» **Reading text**:
· · ·

Politics

BEDFORD: The (real) life of Julie

Christopher Bedford Former Editor in Chief, The Daily Caller News Foundation
Font Size:

There’s a new woman in town, and her name is Julie — not Julia.

Remember Julia? She’s the woman that the president promised to care for ’till death do they part during his re-election campaign.

She wasn’t a real person.

But while Julia was make believe, Julie is as real as people get. A real person whose concerns over the past week have been ridiculed, dismissed, and called dishonest by The New York Times and The Washington Post.

Julie, who was not identified by her last name, is a young mother. Her very real son, Caleb, suffers from very real seizures. Her third very real child is due in a few weeks. And the impetus for the attacks? She dared to go public through the libertarian Americans for Prosperity (AFP) to voice very real questions about what Obamacare really means for her, and for her very real family:

The Beltway’s Washington Post gave her two “Pinnochios” — a playful score they use to call people liars.

· · ·

Collected data
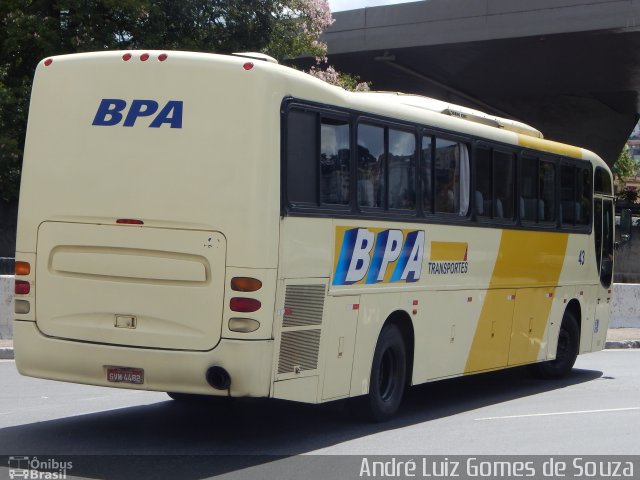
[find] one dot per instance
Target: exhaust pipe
(218, 378)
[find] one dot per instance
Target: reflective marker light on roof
(129, 221)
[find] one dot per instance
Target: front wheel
(566, 353)
(388, 374)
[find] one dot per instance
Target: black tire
(566, 353)
(194, 398)
(388, 375)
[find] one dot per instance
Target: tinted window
(529, 205)
(401, 165)
(451, 177)
(334, 161)
(370, 166)
(603, 181)
(427, 175)
(547, 202)
(483, 198)
(504, 182)
(302, 148)
(569, 208)
(584, 196)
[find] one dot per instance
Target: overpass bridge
(568, 67)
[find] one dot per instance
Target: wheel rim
(387, 374)
(564, 345)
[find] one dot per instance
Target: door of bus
(603, 234)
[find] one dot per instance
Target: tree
(33, 29)
(625, 166)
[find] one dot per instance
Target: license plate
(125, 375)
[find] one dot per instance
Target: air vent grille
(303, 305)
(299, 351)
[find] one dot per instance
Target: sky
(339, 5)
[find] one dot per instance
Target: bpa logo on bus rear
(112, 111)
(379, 255)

· · ·

In the column about Julie, condense the paragraph that begins "But while Julia was make believe" into a single shorter sentence that keeps its main facts.

» **Result for this exercise**: Unlike the fictional Julia, Julie is a real person, and over the past week The New York Times and The Washington Post have ridiculed, dismissed, and called dishonest her concerns.